On warfarin, make sure dosage correct
DEAR DOCTOR K: I recently had a stent placed and am now taking warfarin. Do I need to worry about drug interactions?
DEAR READER: You (and your doctor) need to be careful about drug interactions. Many other drugs have dangerous interactions with warfarin (Coumadin).
Warfarin is an anticoagulant, or blood thinner. It decreases your blood’s ability to clot. There are times when we need our blood to form clots. If we cut our skin and it starts bleeding, or if an ulcer in our stomach starts bleeding, we need the blood to have a natural ability to slow and then stop bleeding by forming clots.
On the other hand, some conditions tend to increase the tendency of the blood to clot. Some people inherit genes that make the blood clot more easily. A stent in an artery of the heart, like you have, makes the blood clot more easily. If a clot forms inside the stent, it can cause the very thing the stent is supposed to prevent: a heart attack.
Stents are wire mesh cylinders that open up the middle of an artery partially blocked by cholesterol-rich plaque, or atherosclerosis. If a clot forms inside the stent, the blood supply can suddenly shut off and cause a heart attack.

Dataset entries:
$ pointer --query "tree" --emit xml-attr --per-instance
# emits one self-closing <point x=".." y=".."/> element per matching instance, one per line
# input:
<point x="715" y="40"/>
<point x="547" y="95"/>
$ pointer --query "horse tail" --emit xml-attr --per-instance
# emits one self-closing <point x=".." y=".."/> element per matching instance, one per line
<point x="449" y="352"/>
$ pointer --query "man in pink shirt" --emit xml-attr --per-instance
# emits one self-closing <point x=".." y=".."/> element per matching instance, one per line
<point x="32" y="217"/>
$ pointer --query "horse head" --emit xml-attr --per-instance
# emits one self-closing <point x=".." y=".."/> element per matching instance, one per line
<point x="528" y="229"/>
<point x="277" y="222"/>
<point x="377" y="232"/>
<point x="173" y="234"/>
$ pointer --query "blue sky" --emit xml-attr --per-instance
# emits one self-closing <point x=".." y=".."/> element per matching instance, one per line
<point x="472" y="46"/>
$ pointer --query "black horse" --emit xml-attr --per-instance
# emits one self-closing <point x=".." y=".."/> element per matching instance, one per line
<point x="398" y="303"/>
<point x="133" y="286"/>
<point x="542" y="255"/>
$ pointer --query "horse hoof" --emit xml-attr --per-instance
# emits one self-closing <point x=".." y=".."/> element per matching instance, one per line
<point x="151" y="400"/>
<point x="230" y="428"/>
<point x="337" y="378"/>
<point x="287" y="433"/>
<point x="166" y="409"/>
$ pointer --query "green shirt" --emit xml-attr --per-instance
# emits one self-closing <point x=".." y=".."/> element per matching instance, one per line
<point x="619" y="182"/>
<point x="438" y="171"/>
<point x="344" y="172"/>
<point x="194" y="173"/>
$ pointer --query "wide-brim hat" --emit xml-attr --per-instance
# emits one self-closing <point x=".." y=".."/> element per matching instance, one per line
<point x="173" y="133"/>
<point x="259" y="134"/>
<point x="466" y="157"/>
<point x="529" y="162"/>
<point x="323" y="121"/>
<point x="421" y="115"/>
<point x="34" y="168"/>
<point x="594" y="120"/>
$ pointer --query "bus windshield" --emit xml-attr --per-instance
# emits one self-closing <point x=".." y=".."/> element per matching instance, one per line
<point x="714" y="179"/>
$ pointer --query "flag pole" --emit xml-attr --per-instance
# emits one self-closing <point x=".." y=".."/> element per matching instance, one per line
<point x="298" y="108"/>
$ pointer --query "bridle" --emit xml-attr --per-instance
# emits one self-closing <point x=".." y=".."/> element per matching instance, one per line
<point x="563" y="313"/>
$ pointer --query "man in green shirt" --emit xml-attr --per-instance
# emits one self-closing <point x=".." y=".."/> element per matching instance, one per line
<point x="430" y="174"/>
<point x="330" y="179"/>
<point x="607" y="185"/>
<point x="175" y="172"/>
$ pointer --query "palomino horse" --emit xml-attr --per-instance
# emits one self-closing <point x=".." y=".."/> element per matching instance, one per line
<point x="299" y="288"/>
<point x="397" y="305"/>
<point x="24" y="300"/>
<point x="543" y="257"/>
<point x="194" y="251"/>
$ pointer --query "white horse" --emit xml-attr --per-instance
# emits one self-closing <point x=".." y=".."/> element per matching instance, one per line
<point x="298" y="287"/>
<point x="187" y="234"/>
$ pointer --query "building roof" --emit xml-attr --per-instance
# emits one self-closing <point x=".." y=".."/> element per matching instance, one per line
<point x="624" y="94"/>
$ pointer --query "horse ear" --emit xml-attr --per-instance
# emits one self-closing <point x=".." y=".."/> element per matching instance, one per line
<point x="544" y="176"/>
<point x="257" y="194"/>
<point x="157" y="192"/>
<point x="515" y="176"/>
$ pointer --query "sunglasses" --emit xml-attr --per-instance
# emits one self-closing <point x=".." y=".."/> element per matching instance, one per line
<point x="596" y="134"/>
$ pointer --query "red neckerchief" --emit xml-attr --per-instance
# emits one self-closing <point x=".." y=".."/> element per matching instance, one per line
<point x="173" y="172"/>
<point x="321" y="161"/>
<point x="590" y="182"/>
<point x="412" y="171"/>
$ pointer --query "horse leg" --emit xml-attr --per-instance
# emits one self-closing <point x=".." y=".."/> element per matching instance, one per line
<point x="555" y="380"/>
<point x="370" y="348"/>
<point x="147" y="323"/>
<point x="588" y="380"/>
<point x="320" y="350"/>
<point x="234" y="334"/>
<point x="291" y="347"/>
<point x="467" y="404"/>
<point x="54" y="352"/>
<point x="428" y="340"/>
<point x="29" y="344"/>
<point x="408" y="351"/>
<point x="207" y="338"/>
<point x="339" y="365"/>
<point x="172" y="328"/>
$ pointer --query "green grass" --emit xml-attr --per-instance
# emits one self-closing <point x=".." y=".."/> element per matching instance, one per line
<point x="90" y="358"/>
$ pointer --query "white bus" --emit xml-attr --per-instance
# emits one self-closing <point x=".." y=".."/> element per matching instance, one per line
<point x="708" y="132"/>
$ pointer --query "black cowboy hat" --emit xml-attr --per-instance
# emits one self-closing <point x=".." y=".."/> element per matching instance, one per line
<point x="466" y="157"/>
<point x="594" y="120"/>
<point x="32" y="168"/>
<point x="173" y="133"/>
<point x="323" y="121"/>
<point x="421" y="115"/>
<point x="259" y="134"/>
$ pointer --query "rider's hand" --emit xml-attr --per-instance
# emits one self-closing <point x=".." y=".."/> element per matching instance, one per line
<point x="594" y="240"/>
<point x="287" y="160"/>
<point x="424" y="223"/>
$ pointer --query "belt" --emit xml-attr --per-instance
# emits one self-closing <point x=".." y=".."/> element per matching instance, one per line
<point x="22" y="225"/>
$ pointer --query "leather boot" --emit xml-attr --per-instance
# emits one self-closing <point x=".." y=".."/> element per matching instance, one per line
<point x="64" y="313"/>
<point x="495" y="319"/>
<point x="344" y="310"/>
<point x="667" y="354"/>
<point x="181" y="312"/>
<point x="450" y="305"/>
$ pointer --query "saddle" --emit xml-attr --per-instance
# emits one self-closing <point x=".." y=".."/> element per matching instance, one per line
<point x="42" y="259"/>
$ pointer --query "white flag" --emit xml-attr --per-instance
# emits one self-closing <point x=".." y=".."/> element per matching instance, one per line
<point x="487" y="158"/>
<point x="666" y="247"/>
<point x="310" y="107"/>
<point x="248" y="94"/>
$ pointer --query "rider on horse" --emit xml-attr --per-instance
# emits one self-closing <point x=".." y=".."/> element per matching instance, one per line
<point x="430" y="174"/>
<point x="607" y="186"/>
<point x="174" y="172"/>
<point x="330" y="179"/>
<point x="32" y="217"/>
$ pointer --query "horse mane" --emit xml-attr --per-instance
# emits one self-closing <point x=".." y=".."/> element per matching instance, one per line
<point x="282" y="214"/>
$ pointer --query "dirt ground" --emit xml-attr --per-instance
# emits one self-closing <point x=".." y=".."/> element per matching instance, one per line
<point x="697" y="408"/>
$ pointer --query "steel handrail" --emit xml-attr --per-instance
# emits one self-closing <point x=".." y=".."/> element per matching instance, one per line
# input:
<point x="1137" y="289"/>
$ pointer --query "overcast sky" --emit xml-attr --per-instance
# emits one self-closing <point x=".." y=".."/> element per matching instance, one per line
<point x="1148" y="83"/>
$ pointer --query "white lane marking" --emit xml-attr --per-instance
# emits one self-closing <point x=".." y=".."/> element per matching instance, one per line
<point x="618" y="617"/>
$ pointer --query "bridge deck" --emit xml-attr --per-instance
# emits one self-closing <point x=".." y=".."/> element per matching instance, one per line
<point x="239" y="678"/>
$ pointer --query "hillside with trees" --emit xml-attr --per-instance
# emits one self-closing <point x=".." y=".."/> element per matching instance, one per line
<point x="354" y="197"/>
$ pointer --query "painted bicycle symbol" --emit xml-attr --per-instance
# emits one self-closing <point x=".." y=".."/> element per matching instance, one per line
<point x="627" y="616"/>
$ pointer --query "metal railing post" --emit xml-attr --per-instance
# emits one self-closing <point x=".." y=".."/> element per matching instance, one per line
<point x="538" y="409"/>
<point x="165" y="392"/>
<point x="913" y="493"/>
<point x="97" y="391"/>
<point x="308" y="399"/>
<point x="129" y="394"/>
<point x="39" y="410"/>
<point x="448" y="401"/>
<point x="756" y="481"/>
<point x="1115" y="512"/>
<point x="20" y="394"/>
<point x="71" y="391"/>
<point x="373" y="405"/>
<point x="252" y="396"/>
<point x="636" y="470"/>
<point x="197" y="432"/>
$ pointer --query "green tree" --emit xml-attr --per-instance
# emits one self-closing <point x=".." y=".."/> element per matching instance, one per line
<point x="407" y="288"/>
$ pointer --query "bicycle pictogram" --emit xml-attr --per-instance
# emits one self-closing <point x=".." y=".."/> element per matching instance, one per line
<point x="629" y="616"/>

## BRIEF A
Rewrite the paragraph of the warfarin column that begins "On the other hand, some conditions" as a short list that keeps its main facts.
## BRIEF B
According to the warfarin column, what kind of drug is warfarin?
## BRIEF C
Continue the warfarin column from its last sentence.

## ANSWER SPACE A
- Some conditions make the blood more likely to clot.
- Some people inherit genes that make their blood clot more easily.
- A stent in a heart artery also makes the blood clot more easily.
- A clot inside the stent can cause a heart attack, the very thing the stent is meant to prevent.

## ANSWER SPACE B
Warfarin is an anticoagulant, or blood thinner.

## ANSWER SPACE C
For that reason, people are given drugs to reduce the risk of clots for at least a year after a stent is placed.
Some antibiotics and antifungal drugs increase warfarin’s blood-thinning ability; others do the opposite. And the danger isn’t only with pills. Topical antibiotics, applied directly to the skin, are absorbed into the bloodstream and can interfere with warfarin, too. This includes ointments, creams and suppositories.
Anyone taking warfarin should be regularly monitored with a blood test called a protime/INR. This test tells if the blood is thinned just the right amount. The dose of warfarin is adjusted depending on the result.